Records for this task:
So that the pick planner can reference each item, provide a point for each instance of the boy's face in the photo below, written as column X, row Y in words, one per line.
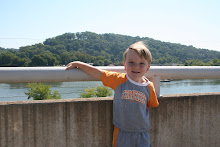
column 135, row 66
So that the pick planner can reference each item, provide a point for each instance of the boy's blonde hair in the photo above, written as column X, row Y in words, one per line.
column 141, row 50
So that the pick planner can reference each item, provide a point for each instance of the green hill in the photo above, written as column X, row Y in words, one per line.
column 102, row 49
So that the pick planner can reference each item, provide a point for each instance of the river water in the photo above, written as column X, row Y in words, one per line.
column 68, row 90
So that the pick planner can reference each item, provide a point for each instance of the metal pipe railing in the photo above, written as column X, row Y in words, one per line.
column 59, row 74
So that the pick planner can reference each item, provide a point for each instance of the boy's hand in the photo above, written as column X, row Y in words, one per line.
column 71, row 65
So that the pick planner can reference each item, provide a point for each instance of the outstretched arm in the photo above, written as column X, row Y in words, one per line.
column 91, row 70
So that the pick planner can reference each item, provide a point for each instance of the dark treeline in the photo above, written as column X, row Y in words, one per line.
column 103, row 49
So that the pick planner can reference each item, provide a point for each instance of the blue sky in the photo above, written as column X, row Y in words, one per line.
column 188, row 22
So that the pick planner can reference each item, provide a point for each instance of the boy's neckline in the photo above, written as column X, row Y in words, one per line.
column 147, row 82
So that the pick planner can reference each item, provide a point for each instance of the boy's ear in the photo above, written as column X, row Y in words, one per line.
column 148, row 68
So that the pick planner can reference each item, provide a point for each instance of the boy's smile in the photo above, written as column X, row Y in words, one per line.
column 135, row 66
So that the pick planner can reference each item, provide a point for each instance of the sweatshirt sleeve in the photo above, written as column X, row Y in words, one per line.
column 112, row 79
column 153, row 101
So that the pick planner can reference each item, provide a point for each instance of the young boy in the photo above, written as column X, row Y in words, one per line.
column 134, row 95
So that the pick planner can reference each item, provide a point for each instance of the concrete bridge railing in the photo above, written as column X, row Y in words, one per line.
column 179, row 121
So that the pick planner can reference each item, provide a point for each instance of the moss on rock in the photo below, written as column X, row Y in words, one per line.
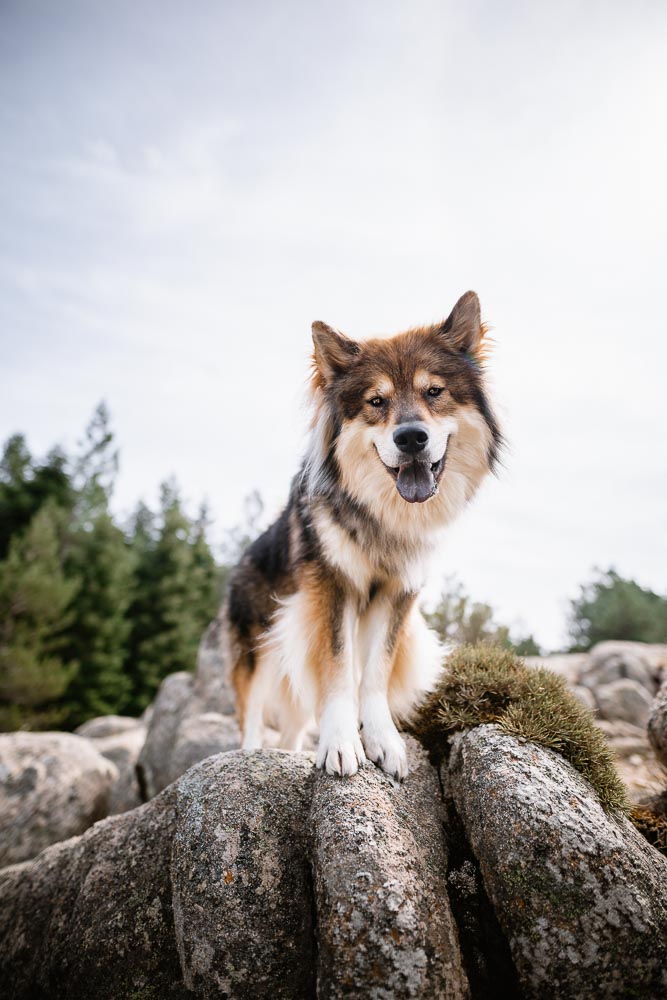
column 487, row 684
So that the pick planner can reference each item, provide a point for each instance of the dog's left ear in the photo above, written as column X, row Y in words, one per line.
column 334, row 352
column 463, row 327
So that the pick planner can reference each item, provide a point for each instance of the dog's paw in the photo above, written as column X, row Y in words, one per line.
column 340, row 755
column 385, row 747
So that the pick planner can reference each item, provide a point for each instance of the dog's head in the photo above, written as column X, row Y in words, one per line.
column 403, row 417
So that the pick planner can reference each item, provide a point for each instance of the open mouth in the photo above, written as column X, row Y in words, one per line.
column 417, row 480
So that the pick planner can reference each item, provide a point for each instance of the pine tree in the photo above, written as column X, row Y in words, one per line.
column 34, row 597
column 611, row 607
column 99, row 628
column 26, row 485
column 97, row 555
column 176, row 594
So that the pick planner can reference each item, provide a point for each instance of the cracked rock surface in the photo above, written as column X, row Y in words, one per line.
column 579, row 894
column 255, row 875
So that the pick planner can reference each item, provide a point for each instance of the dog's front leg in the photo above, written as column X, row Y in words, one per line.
column 340, row 750
column 380, row 630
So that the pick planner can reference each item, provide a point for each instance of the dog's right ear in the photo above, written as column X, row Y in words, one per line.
column 334, row 352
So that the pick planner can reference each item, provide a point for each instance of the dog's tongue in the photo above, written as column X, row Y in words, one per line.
column 416, row 482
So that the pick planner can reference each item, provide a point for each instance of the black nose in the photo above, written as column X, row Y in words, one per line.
column 411, row 438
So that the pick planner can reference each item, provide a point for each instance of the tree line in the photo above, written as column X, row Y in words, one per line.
column 95, row 613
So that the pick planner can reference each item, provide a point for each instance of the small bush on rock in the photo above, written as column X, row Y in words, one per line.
column 488, row 684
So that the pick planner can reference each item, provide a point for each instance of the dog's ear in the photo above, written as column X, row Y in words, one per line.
column 334, row 352
column 463, row 328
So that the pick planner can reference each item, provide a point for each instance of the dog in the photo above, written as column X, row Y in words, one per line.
column 322, row 621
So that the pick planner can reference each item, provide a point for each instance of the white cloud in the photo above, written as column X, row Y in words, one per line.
column 173, row 227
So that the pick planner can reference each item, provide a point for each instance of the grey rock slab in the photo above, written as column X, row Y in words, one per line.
column 579, row 893
column 52, row 786
column 212, row 681
column 625, row 700
column 657, row 725
column 616, row 659
column 585, row 696
column 385, row 927
column 122, row 749
column 199, row 737
column 169, row 705
column 242, row 884
column 92, row 917
column 107, row 725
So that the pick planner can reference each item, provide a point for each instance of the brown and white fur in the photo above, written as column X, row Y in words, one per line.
column 322, row 616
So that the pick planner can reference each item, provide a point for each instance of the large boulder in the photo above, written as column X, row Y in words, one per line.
column 569, row 666
column 192, row 717
column 123, row 749
column 107, row 725
column 52, row 786
column 241, row 876
column 253, row 876
column 93, row 916
column 384, row 922
column 579, row 894
column 617, row 660
column 624, row 699
column 657, row 725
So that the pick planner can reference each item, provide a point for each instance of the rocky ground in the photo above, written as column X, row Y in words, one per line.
column 254, row 875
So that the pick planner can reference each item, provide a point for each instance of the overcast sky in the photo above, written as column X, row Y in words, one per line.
column 185, row 186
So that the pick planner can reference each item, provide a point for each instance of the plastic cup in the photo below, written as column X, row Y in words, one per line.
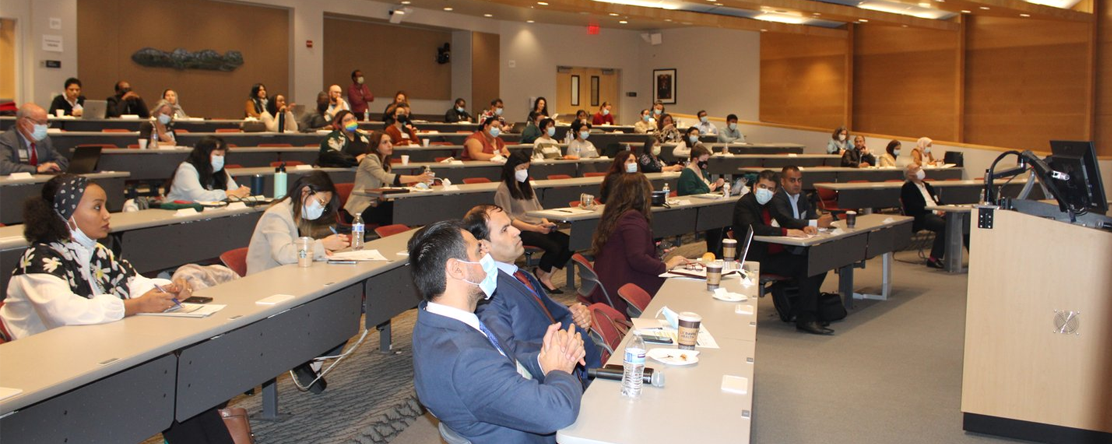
column 713, row 275
column 687, row 334
column 305, row 252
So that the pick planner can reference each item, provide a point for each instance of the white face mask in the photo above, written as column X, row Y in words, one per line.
column 763, row 195
column 313, row 209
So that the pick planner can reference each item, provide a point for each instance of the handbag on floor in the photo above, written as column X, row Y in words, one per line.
column 235, row 418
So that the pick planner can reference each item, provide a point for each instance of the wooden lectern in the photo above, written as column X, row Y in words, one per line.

Exercise task: Swap each "pick planner" in the data above for "grasp planner" and give the data back with nothing else changed. Leave the pictures out of your answer.

Solution to this task:
So that the grasp planner can reference each item, provide a point for each instance of the boy's face in the photo below, written as column X, row Y in words, one per line.
column 135, row 66
So that the grasp planner can reference each item, provide a point for each instance of the boy's blonde hair in the photo above, written as column X, row Y in words, one per line.
column 141, row 50
So that the grasp planner can reference each item, provide a point for each instance of the green hill in the photo above, written as column X, row Y in words, one per line.
column 102, row 49
So that the grasp planner can reference each item, provide a point for each instance of the river water in the photo above, written as column X, row Y in words, one per line.
column 68, row 90
So that the grasp planner can reference each item, provide a point for each instance of the metal pipe railing in the photo above, written as column X, row Y in words, one per line.
column 59, row 74
So that the grasp planner can reference each item, provide a point for each instance of the boy's hand in the photo above, written as column X, row Y in words, one per line.
column 71, row 65
So that the grasp planner can reference each item, provide a point for each instance of the outstretched arm in the photo above, written as column X, row Y in words, one per line.
column 91, row 70
So that the grasp planner can reference each item, provide a point for each instance of the dark treeline in the photo above, written as column X, row Y in words, one per line.
column 103, row 49
So that the grasp planner can reference each item, provide a point for each instance of the blue sky in the photo above, written as column X, row Y in words, one per line.
column 188, row 22
So that the grasp planner can reference each item, provide a point for each instance of the boy's neckline in the photo above, written as column X, row Y in words, one per line.
column 147, row 82
So that the grasp planner can reference each item, provide a point for each instance of the boy's ear in the photo above, written as column X, row Y in words, one per line.
column 148, row 68
So that the grasp planner can reference each item, provide a point for each instance of the boy's smile in the photo above, written as column X, row Y in words, one per line.
column 135, row 66
So that the grasp planner can reference each item, provide a point for each instance of the sweatshirt sleeve in the photo above, written as column X, row Y in words, one per line.
column 112, row 79
column 153, row 101
So that the grasp planner can reference each item, provide a point for each instance of the young boy in the photo above, written as column X, row Y in words, one per line.
column 134, row 95
So that the grasp planner can reference each item, provide a point for each instance of the concrete bridge railing in the photo above, written as column X, row Y in words, one per line.
column 179, row 121
So that the grasp planner can reference each item, provide a point for each instance of the moss on rock in the photo below, written as column X, row Y in words, one per line.
column 487, row 684
So that the grasp planner can reference each item, provide a point for each instance of the dog's left ear in the photo above, written as column X, row Y in words, one per line.
column 334, row 352
column 463, row 327
So that the grasp planner can reference each item, provide a point for each instance of the dog's paw in the photo above, written as column X, row Y in words, one per line.
column 340, row 755
column 385, row 747
So that the grasp planner can reference each item, provide a point for each instance of the dog's head in the photo above, written as column X, row Y in words, one per line.
column 403, row 417
So that the grasp planner can reference each item, provide a point for each instance of the open mouth in the photo above, written as column X, row Y in words, one per line.
column 417, row 480
So that the grasp planner can reference each item, provide a point for each instance of the pine tree in the photo above, written as column X, row Y in words, one per line.
column 34, row 597
column 611, row 607
column 99, row 628
column 26, row 485
column 97, row 555
column 176, row 594
So that the grasp planner can reference each item, provide a point for each instance of the cracked rock surface in the photo above, written as column X, row Y in words, one per line.
column 579, row 894
column 255, row 875
So that the grasp planner can reference each item, provide a point for each instance of the dog's front leg in the photo above, written as column X, row Y in words, one per line.
column 340, row 750
column 380, row 630
So that the grasp planner can reference each item, provide a point for each instance of the dog's right ear in the photo above, written as column X, row Y in words, one per line.
column 334, row 352
So that the grasp planner can reference each item, provide a point for each instance of the dog's tongue in the photo above, written as column X, row Y in words, one per line.
column 416, row 482
So that the grasp planner can reference each item, provide a point for each instance of the black nose in the photo above, written as column X, row Y in words, one per line.
column 411, row 438
So that the grasp planner can reference each item, provide a point for each instance of the tree line in the photo above, written as column X, row Y in words, one per line.
column 95, row 613
So that the grasp planner can reference each item, provide a point for each instance of the small bush on rock in the photo above, written as column X, row Y in words, one per line.
column 488, row 684
So that the grasp planner can reference each item, provide a point for each instance of the dog's ear in the photo above, written as column X, row Y in words, one per line.
column 334, row 352
column 463, row 328
So that the grasp planner can reference each item, provide a point for each instance of the dog in the photo above, written as column X, row Y in words, one per line.
column 322, row 621
So that the grasp planner can reference each item, provide a point for each instance of the white cloud in the photo above, written as column X, row Y in words, one per line.
column 173, row 227
So that the grasp planner can reference each item, provide a point for each instance of the grey rock slab in the photo above, written as column X, row Y in words, one per line.
column 579, row 893
column 52, row 786
column 212, row 681
column 625, row 700
column 657, row 725
column 616, row 659
column 585, row 696
column 385, row 927
column 122, row 749
column 199, row 737
column 169, row 705
column 242, row 884
column 92, row 917
column 107, row 725
So that the grasp planner can reference each item, provide a point for each instance of the brown and white fur in the photo above, written as column X, row Y in words, one per line.
column 322, row 616
So that the grasp planner can reference each item, provide a point for each instance of the large boulder in the photo above, written as column X, row Y in words, one per line.
column 569, row 666
column 192, row 717
column 123, row 749
column 107, row 725
column 52, row 786
column 241, row 876
column 253, row 876
column 93, row 916
column 384, row 922
column 579, row 894
column 617, row 660
column 624, row 699
column 657, row 725
So that the grasp planner can reference each item, provide a point for each instance of the rocky ground in the photo above, written as column X, row Y in words, one per line.
column 254, row 875
So that the grasp planner can reference each item, provide a point for each instance of the overcast sky in the photo above, written as column X, row Y in words, one per line.
column 185, row 186
So that the grasp planner can reference each item, provide a point for each instance of the plastic cup in the photo below, written as column X, row Y in words, one per line.
column 713, row 275
column 687, row 334
column 305, row 252
So that the grasp planner can reference each item, provide a point for each instance of the white face mask in the photo above, written as column X, row Y in words, one per line.
column 763, row 195
column 313, row 209
So that the grasp planner can reference each item, provide a point for each instance of the handbag on floor in the photo above, written as column X, row Y in words, one per line.
column 235, row 418
So that the grasp planner can reference each item, provide a point for each instance of the wooden lectern in the photo above, written as column X, row Y in words, one per line.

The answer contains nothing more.